What inspired you to write Dragon Slippers? (Or how did this novel come to be?)
Ah, it was magical! I was on my way to bed, because my colicky baby was actually asleep for once, and the whole book downloaded into my brain in about three seconds. Painful, and yet exhilarating! I had collected dragons, and loved books about them, since I was a child, but never had a single idea for a book about them of my own until that very moment. And there it was in its entirety! A little gift from heaven, to make up for the last gift (the baby), being such a crankenpuss!
How long did it take you to write it and see it through to the finished product?
It took four months to write, so March to June 2005, met my editor in September 2005, she bought it in November, we edited in spring and summer of 2006, and it came out in March 2007. WHEW!
Were you ever discouraged and frustrated? What kept you going? What kept you motivated?
Oh my yes! Somewhere around 180+ rejections I started to rant and moan. But writing was all I had ever wanted to do, and I knew that one day I would write the book that would “click” with the publishing world. After I wrote DRAGON SLIPPERS, I knew that was the book, and when I was invited to meet an editor from Bloomsbury the day after I finished the rough draft, I knew it was a sign.
Who has been your biggest supporter or mentor along the way?

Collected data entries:
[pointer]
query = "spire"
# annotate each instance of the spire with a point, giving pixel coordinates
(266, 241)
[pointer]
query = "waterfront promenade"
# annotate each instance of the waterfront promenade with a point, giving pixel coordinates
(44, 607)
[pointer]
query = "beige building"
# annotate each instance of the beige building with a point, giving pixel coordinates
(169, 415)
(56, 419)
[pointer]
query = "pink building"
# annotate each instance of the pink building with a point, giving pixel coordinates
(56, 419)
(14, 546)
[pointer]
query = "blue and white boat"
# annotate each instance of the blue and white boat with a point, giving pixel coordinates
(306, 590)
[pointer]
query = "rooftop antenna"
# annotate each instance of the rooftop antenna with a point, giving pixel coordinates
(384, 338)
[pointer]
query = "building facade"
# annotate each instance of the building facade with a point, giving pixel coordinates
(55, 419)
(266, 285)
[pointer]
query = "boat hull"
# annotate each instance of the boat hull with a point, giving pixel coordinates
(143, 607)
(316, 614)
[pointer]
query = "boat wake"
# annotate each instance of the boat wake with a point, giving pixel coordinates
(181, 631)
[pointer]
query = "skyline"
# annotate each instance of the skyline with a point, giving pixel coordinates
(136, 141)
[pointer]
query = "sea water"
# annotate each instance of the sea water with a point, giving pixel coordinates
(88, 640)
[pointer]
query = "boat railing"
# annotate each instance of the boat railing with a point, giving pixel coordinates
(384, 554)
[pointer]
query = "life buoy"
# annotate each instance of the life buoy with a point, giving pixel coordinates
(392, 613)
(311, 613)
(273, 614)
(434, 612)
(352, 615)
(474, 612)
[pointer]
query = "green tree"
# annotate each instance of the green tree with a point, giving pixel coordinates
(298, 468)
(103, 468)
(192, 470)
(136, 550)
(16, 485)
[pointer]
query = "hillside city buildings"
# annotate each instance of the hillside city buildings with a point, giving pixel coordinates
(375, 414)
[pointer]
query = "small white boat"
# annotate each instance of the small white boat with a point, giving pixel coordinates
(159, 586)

### Directive:
Reproduce the entire interview about writing Dragon Slippers word for word. Rely on nothing but the interview.

### Output for this task:
What inspired you to write Dragon Slippers? (Or how did this novel come to be?)
Ah, it was magical! I was on my way to bed, because my colicky baby was actually asleep for once, and the whole book downloaded into my brain in about three seconds. Painful, and yet exhilarating! I had collected dragons, and loved books about them, since I was a child, but never had a single idea for a book about them of my own until that very moment. And there it was in its entirety! A little gift from heaven, to make up for the last gift (the baby), being such a crankenpuss!
How long did it take you to write it and see it through to the finished product?
It took four months to write, so March to June 2005, met my editor in September 2005, she bought it in November, we edited in spring and summer of 2006, and it came out in March 2007. WHEW!
Were you ever discouraged and frustrated? What kept you going? What kept you motivated?
Oh my yes! Somewhere around 180+ rejections I started to rant and moan. But writing was all I had ever wanted to do, and I knew that one day I would write the book that would “click” with the publishing world. After I wrote DRAGON SLIPPERS, I knew that was the book, and when I was invited to meet an editor from Bloomsbury the day after I finished the rough draft, I knew it was a sign.
Who has been your biggest supporter or mentor along the way?